[Point localization data]
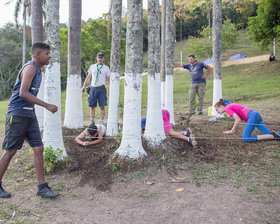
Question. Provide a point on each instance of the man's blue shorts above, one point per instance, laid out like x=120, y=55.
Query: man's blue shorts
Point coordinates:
x=97, y=94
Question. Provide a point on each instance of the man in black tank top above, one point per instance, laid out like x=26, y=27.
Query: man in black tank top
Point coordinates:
x=21, y=121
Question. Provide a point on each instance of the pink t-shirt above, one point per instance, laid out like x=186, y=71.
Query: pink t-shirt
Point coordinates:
x=166, y=120
x=241, y=111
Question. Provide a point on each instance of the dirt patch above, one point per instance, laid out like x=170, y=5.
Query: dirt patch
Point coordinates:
x=91, y=160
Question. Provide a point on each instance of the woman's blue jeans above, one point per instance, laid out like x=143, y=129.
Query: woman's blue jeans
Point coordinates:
x=254, y=121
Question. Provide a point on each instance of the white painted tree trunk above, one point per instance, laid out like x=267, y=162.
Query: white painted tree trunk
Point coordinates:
x=217, y=54
x=38, y=109
x=37, y=36
x=154, y=133
x=52, y=93
x=131, y=144
x=162, y=87
x=73, y=106
x=113, y=117
x=169, y=59
x=163, y=49
x=169, y=97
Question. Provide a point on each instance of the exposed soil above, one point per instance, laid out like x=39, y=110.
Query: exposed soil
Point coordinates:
x=162, y=190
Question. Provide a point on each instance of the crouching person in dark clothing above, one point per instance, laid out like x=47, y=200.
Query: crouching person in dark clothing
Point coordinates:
x=21, y=121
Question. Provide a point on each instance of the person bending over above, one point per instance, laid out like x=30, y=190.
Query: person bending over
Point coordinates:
x=169, y=131
x=92, y=135
x=252, y=119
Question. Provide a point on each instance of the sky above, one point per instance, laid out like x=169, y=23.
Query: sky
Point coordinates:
x=90, y=9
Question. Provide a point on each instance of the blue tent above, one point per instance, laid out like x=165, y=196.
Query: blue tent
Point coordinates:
x=237, y=56
x=208, y=61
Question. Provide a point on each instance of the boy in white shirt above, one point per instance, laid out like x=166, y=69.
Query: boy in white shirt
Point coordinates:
x=99, y=74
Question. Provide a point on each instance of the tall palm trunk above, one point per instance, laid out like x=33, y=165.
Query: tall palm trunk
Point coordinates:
x=169, y=58
x=217, y=53
x=25, y=4
x=37, y=36
x=154, y=132
x=163, y=43
x=52, y=93
x=73, y=106
x=131, y=144
x=112, y=124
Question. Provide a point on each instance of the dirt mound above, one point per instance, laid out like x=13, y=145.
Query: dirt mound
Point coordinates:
x=93, y=161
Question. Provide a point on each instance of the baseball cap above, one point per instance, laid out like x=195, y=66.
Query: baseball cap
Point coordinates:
x=100, y=54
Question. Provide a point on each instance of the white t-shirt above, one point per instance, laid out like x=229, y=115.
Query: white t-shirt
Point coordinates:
x=99, y=74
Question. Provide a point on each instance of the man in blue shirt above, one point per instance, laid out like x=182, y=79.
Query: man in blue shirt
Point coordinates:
x=198, y=82
x=21, y=121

* **Task goal**: Working from the entries above, find every line in which the word "tree" occurs and copy it.

* **Result of the task**:
Question. Provide a point on each instance of the white painted tree trunk above, one point per instance, laid out like x=267, y=162.
Query: white painted tree trunk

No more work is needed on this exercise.